The exhibition reunites, for the first time in 80 years, five "portable murals", freestanding frescoes with bold images addressing the Mexican Revolution and Depression-era New York that Rivera created at the Museum for his 1931-32 MoMA exhibition. In addition the show features three eight-foot working drawings; a prototype made in 1930; as well as smaller drawings, watercolors, and prints; it also includes materials related to Rivera's infamous Rockefeller Center mural.
The exhibition Diego Rivera: Murals for The Museum of
Modern Art reunites, for the first time in 80 years, five “portable murals,” freestanding frescoes
with bold images addressing the Mexican Revolution and Depression-era New York that Rivera
created at the Museum for his 1931–32 MoMA exhibition. The exhibition is on view at MoMA from
November 13, 2011, to May 14, 2012. The murals, which are up to six feet by eight feet in size
and weigh as much as 1,000 pounds, are made of frescoed plaster, concrete, and steel.
Comprising five of the eight murals that were shown in the 1931 exhibition, they are drawn from
public and private collections in the United States and Mexico, including MoMA’s own collection.
Diego Rivera: Murals for The Museum of Modern Art is organized by Leah Dickerman, Curator,
Department of Painting and Sculpture, The Museum of Modern Art. MoMA is the exhibition’s sole
venue.

== == ==

REQUEST 1:
Answer these questions from the Rivera exhibition text:
(a) On what dates is the exhibition on view at MoMA?
(b) What materials are the murals made of?
(c) Who organized the exhibition?
REQUEST 2: Translate this sentence from the Rivera exhibition text into Spanish: "The murals, which are up to six feet by eight feet in size and weigh as much as 1,000 pounds, are made of frescoed plaster, concrete, and steel."
REQUEST 3: Print the part of the Rivera exhibition text that opens with the words containing "The exhibition Diego" and closes with "concrete, and steel.", copying every character unchanged.

== == ==

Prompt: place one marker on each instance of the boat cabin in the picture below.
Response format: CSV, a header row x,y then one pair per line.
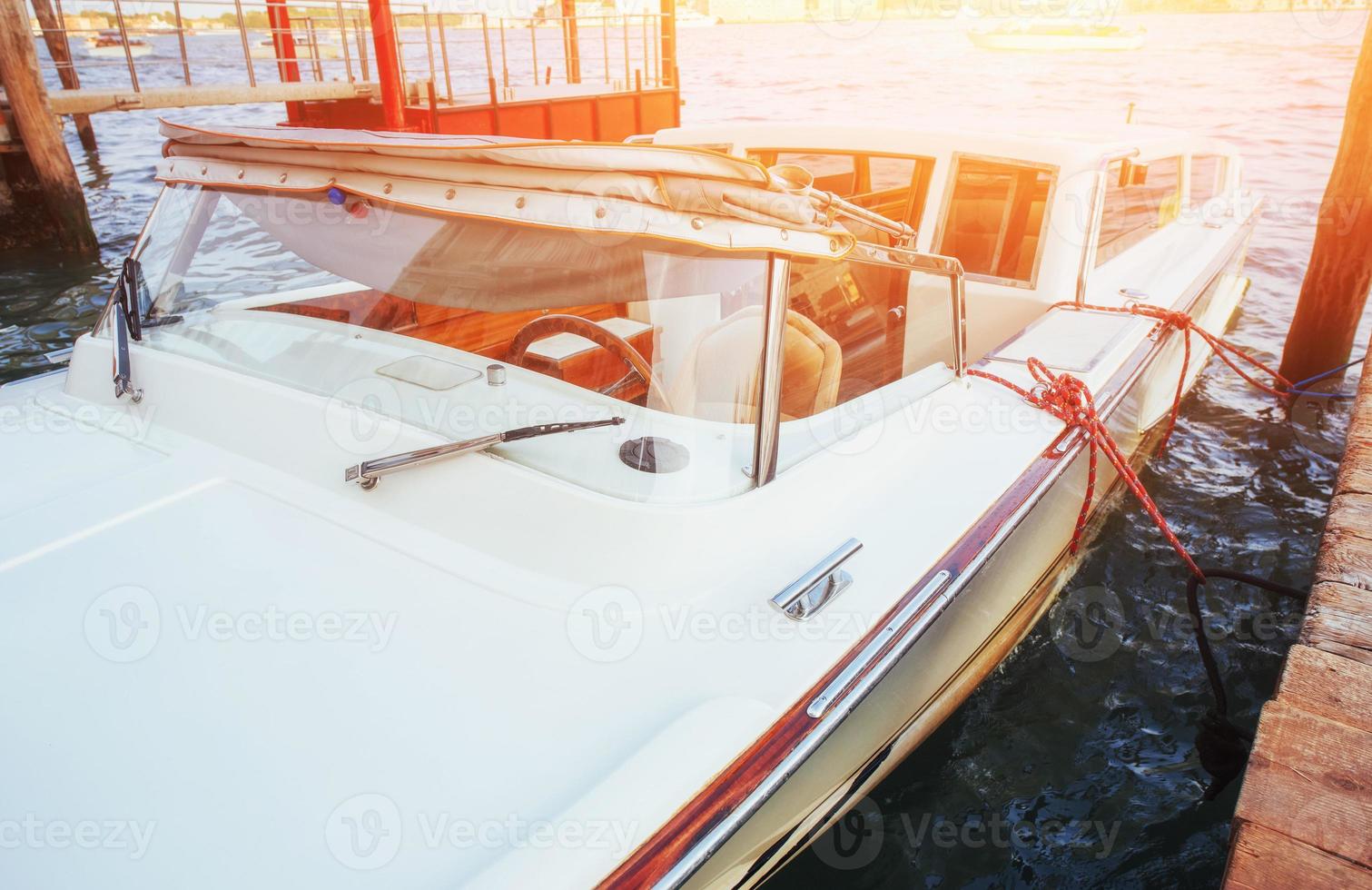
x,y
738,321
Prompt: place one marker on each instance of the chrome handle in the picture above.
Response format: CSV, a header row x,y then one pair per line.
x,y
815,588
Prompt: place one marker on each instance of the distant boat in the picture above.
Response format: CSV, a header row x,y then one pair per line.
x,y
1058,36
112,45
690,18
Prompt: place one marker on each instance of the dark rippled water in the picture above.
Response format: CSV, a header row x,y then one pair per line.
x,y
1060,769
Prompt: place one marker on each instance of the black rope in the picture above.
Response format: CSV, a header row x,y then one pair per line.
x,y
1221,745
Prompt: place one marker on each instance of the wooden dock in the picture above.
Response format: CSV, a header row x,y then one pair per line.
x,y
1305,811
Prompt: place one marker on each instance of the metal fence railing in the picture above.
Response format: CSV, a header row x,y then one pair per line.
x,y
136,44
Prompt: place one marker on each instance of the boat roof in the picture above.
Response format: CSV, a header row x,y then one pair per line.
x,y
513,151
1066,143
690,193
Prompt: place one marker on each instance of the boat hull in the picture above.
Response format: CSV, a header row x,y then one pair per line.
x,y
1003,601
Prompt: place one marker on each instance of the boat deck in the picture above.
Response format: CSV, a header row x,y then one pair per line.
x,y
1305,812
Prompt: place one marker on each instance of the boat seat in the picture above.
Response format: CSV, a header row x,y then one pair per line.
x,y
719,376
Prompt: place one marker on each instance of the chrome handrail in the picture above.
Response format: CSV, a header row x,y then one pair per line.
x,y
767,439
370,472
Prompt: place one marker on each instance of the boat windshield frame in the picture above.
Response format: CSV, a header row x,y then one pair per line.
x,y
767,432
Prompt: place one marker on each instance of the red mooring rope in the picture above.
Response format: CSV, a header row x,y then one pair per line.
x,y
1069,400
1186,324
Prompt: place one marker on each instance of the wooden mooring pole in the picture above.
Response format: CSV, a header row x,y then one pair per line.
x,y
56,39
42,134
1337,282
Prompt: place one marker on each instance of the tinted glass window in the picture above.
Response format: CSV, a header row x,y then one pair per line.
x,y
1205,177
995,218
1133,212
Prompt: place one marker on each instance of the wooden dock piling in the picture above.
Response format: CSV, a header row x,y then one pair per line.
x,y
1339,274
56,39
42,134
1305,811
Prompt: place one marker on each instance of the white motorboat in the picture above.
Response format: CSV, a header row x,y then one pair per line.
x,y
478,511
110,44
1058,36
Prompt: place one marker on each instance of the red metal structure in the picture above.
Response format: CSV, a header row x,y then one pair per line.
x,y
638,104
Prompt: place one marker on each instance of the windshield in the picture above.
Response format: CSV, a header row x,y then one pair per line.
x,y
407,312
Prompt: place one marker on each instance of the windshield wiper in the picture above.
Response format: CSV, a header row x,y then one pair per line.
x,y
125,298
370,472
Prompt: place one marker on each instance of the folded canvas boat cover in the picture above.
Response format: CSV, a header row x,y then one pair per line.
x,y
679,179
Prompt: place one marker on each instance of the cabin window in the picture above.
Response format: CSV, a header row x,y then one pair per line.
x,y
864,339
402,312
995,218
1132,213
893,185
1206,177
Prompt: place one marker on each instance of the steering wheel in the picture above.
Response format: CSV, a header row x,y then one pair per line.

== == ==

SOLUTION 1:
(a) From November 13, 2011, to May 14, 2012.
(b) Frescoed plaster, concrete, and steel.
(c) Leah Dickerman, Curator, Department of Painting and Sculpture, The Museum of Modern Art.

SOLUTION 2: Los murales, que miden hasta seis pies por ocho pies y pesan hasta 1.000 libras, están hechos de yeso al fresco, hormigón y acero.

SOLUTION 3:
The exhibition Diego Rivera: Murals for The Museum of
Modern Art reunites, for the first time in 80 years, five “portable murals,” freestanding frescoes
with bold images addressing the Mexican Revolution and Depression-era New York that Rivera
created at the Museum for his 1931–32 MoMA exhibition. The exhibition is on view at MoMA from
November 13, 2011, to May 14, 2012. The murals, which are up to six feet by eight feet in size
and weigh as much as 1,000 pounds, are made of frescoed plaster, concrete, and steel.